Einige der Wettkämpfe sind ein wenig schwammig geraten, wenn die Bewertung wesentlich vom "Stil" abhängt (der Eiskunstlauf läßt grüßen), und beim Chimärenkampf fehlen die Ergebnisse der anderen Teilnehmer. Sehr positiv dagegen bei den Magiewettbewerben die Angabe, wie die gegnerischen Magier vorgehen.
(Nebenkriegsschauplatz: Ein bißchen schade ist hier wie auch sonst häufig, daß man so auf die "offiziellen" Formeln aus MyMa festgelegt ist. Das hat nichts mit dem speziellen Abenteuer zu tun, sondern ist ein generelles Phänomen. Dadurch wird die eigentlich potentiell sehr individuelle Magie Myranors effektiv noch viel eingeschränkter präsentiert als die aventurische.)
Parallel zu den Spielen sollen die Helden einen Mord aufklären. Dabei werden zunächst Tathergang, Plan des Schurken und bisherige Ereignisse präsentiert, dann die möglichen Ermittlungsergebnisse der Helden, die Gegenmaßnahmen der anderen Seite, und dann auch auf das Problem eingegangen, was man mit den gewonnenen Erkenntnissen eigentlich anfangen soll: der Gegenspieler steht sehr wahrscheinlich deutlich höher im Rang als die Helden, gewisse offizielle Stellen sind indisponiert, aber glücklicherweise sind grad die Spiele, da kann man sich Ansehen verschaffen. Yay!
Gleichzeitig stößt man bei den Nachforschungen noch auf einen alten Kult, der die Stadt bedroht, was man im Finale verhindern muß. Die Helden können sich über die Spiele und einige andere Aktionen als wahre Streiter Xirithos' (Shinxirs) herausstellen - mit solchen Abenteuerelementen bin ich nie ganz glücklich, deswegen empfand ich die 3 Seiten einen eher als schwachen Teil. Kann aber, wie gesagt, Voreingenommenheit sein. Nebenbei wird hier noch geklärt, daß der wundervoll poetische Name "Weindunkler See" einen ziemlich ekligen Ursprung hat.

------

## Aufgabe A
Welche Inhalte zum Mordfall werden laut der Rezension präsentiert, bevor auf die Frage eingegangen wird, „was man mit den gewonnenen Erkenntnissen eigentlich anfangen soll“? Zähle alle auf.
## Aufgabe B
Führe die Rezension zum Myranor-Abenteuer nach ihrem letzten Satz weiter.
Für die Arbeit mit dem Textauszug spielen die Einträge keine Rolle.

## Erfasste Daten
------

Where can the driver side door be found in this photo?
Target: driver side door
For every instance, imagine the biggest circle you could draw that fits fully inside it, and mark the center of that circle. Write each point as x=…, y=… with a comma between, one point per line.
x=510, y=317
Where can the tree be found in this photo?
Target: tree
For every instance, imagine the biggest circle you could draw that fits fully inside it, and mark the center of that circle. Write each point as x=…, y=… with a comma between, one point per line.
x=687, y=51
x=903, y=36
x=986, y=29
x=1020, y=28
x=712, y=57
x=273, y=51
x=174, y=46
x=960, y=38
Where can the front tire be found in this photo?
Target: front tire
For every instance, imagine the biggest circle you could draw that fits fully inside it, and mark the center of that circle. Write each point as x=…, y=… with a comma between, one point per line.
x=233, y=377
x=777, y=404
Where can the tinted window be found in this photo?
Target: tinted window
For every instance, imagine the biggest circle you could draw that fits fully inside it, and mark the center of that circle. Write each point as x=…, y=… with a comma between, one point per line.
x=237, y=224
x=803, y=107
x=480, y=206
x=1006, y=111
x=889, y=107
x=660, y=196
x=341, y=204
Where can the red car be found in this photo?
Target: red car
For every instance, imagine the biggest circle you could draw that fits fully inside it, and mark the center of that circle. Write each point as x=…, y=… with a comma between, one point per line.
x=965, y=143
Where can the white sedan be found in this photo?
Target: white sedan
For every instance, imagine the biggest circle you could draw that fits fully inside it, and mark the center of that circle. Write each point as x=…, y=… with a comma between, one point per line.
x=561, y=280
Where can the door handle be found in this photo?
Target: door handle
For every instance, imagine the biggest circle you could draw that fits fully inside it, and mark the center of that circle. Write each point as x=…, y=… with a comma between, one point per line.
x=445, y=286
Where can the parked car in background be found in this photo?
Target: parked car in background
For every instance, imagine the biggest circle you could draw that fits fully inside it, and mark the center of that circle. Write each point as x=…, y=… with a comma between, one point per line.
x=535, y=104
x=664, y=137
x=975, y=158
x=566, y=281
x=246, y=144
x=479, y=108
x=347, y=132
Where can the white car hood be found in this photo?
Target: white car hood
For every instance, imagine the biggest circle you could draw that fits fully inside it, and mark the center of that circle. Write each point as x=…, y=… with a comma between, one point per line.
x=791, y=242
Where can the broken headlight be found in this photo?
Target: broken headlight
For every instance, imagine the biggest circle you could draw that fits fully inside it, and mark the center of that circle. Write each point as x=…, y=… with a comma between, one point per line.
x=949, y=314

------

## Lösung A
- Tathergang
- Plan des Schurken
- bisherige Ereignisse
- mögliche Ermittlungsergebnisse der Helden
- Gegenmaßnahmen der anderen Seite

## Lösung B
Kleine Beschwerde: Bei den Nachforschungen spielt das Entomonomicon (was ein Wort!) eine ziemlich große Rolle, aber bei den Angaben zum Inhalt der Bücher ist es irgendwie untergegangen. Es wird einerseits nirgendwo gesagt, daß das Buch den Helden keinesfalls zugänglich ist (was auch unpassend wäre), andererseits fehlt die Angabe, was X. und M. in diesem Buch eigentlich gefunden haben. Ist aber eine Kleinigkeit.
Das Ende ist sehr offen und relativ kurz gestaltet - da war der Platz wohl endgültig alle. Kann man spielen, es stecken auch jede Menge Informationen drin, aber dieser Teil hinterläßt nochmal deutlich mehr den Eindruck eines Abenteuergerüsts oder -gerippes: Hier ist konsequent auf alle Ausschmückung verzichtet, und eine ziemlich großangelegte Spielszene wird sehr knapp präsentiert.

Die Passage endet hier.